**Required tasks**:
1 - Answer these from the haproxy crash thread:
(a) How many threads were stuck in the trace?
(b) What command-line option disables the global pools?
(c) What happens when a second restart follows the first within less than 30 minutes?
2 - In the haproxy crash thread, restate the part that opens with the words "Now to explain" and closes with "introduced in 2.9.", swapping "multiple buckets" for "several buckets".

**Extracted text**:
Comments (6)
OK that was it, I could also reproduce it by modifying the code, and I can confirm the fix works. I've merged it now and will backport it. In the mean time, you can work around this by disabling the global pools (it's usually disabled except on some rare distros where it's unknown whether malloc() is fast). For this, just add -dMno-global
on the command line and you won't hit that bug anymore.
from haproxy.
Ok so apparently process is crashing due to ha_panic()
being called as a result of thread contention.
According to your trace and version, nearly all threads are stuck here (45 out of 64):
#1 0x00000000005d63c1 in pool_flush (pool=0x22b37c0) at src/pool.c:765
next = <optimized out>
temp = <optimized out>
down = <optimized out>
bucket = <optimized out>
#2 0x00000000004d9d00 in __task_free (t=<optimized out>) at include/haproxy/task.h:628
__ptr = <optimized out>
Which corresponds to this:
static inline void __task_free(struct task *t)
{
if (t == th_ctx->current) {
th_ctx->current = NULL;
__ha_barrier_store();
}
BUG_ON(task_in_wq(t) || task_in_rq(t));
BUG_ON((ulong)t->caller & 1);
#ifdef DEBUG_TASK
HA_ATOMIC_STORE(&t->debug.prev_caller, HA_ATOMIC_LOAD(&t->caller));
#endif
HA_ATOMIC_STORE(&t->caller, (void*)1); // make sure to crash if used after free
pool_free(pool_head_task, t);
th_ctx->nb_tasks--;
if (unlikely(stopping))
pool_flush(pool_head_task); /* ======= line 628: STUCK HERE */
}
So this would suggest that the contention occurs during soft-stop. Do you know if your haproxy process is restarted either manually of from a script every once in a while? You mentioned that it was crashing roughly once time a day, so maybe this could coincide with a restart performed once per day?
Now to explain why the crash occurs in 2.9.4 and not on the last 2.8 version you tested (which 2.8 exact version was it by the way?), maybe this could have something to do with 72c23bd (most recent spoe code change) or recent changes around pools code to reduce contention with multiple buckets introduced in 2.9.
Perhaps in this case some spoe resources are slowly piling up during process runtime, and when soft-stop occurs, all those resources are scheduled for cleanup and there is too much at once for haproxy to keep up?
from haproxy.
We were able to somewhat reproduce the crash by restarting haproxy and seeing the crash during shut down.
Not every restart caused the crash though.
- if after a restart I do another restart within less than 30 minutes, there is no crash. But if I do the restart after a couple of hours, then there is a crash.
- hosts without the spoa do not seem to crash on restart but the hosts with spoa did crash on restart after running a couple of hours. So it seems the pile up is related to spoa being there.
We plan to run this spoa at much higher requests per second - so this issue seems quite concerning.
Perhaps in this case some spoe resources are slowly piling up during process runtime
I am wondering why we would have such "excessive" pile up that is too much for haproxy to keep up with. And what is it that we are doing wrong. Do you have any suggestions on things we should try to understand the pile up? e.g. any commands we can run before restarting. So that we can do the right fix.

**Material provided**:
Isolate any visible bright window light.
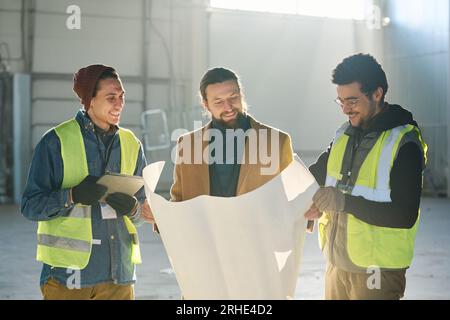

**Responses per task**:
1 -
(a) 45 out of 64
(b) -dMno-global
(c) There is no crash.

2 -
Now to explain why the crash occurs in 2.9.4 and not on the last 2.8 version you tested (which 2.8 exact version was it by the way?), maybe this could have something to do with 72c23bd (most recent spoe code change) or recent changes around pools code to reduce contention with several buckets introduced in 2.9.